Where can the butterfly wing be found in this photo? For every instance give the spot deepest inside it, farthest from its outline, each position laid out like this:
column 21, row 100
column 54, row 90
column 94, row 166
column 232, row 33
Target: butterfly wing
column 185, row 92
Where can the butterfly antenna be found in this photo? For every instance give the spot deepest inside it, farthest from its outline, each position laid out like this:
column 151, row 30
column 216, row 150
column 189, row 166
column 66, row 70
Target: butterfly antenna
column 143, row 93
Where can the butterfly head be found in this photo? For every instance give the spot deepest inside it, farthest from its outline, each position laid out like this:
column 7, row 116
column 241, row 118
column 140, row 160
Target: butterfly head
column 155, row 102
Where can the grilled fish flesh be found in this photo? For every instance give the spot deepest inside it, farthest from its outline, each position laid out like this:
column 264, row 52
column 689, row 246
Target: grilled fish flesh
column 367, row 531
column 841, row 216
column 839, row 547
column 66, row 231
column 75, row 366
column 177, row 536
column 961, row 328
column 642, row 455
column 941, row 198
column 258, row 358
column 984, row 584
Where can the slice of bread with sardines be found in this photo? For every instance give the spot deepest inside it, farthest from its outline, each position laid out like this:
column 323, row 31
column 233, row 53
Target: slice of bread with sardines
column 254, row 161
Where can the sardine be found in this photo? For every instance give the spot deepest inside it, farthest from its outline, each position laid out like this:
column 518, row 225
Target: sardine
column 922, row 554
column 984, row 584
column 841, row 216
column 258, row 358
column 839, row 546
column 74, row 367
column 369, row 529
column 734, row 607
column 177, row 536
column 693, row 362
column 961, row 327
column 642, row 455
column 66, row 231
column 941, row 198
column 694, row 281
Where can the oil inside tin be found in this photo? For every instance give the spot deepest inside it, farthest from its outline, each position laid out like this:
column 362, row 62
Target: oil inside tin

+---+

- TASK PROMPT: Print the records above in full, exactly.

- SOLUTION BELOW:
Where can the butterfly wing be found in this photo? For every instance give the spot deepest inside it, farthest from its outline, each position laid out like this:
column 21, row 100
column 54, row 90
column 94, row 166
column 232, row 33
Target: butterfly wing
column 185, row 92
Where can the butterfly antenna be found in this photo? For every instance give the spot deepest inside it, farthest from its outline, each position laid out like this:
column 151, row 30
column 216, row 150
column 189, row 166
column 66, row 70
Target: butterfly antenna
column 143, row 93
Where can the butterfly head be found in this photo? For every instance give the spot deepest inside it, farthest from its outline, each position laid out like this:
column 7, row 116
column 241, row 118
column 140, row 160
Target: butterfly head
column 155, row 102
Where can the grilled fish flesh be found in this photo? For every instance give the spot deepest inside it, farthest from its outline, each position laid out like this:
column 264, row 52
column 689, row 246
Target: grilled fish flesh
column 367, row 531
column 841, row 216
column 839, row 547
column 66, row 231
column 75, row 366
column 177, row 536
column 961, row 328
column 642, row 455
column 941, row 198
column 258, row 358
column 984, row 584
Where can the slice of bread with sardines be found in this photo? For every instance give the spot deepest inside it, farthest from its outline, each position laid out like this:
column 323, row 31
column 233, row 53
Target: slice of bread with sardines
column 254, row 161
Where can the sardine be found in this photo? For every instance give the spot deepest inside it, farthest from its outline, each position laid out like this:
column 518, row 225
Target: sardine
column 922, row 554
column 984, row 584
column 841, row 216
column 258, row 358
column 839, row 546
column 74, row 367
column 369, row 529
column 734, row 607
column 177, row 536
column 693, row 362
column 961, row 327
column 642, row 455
column 66, row 231
column 941, row 198
column 694, row 281
Where can the oil inside tin be found in this photo? For every instance give the spot deepest inside it, farthest from its outline, each position laid out like this:
column 362, row 62
Target: oil inside tin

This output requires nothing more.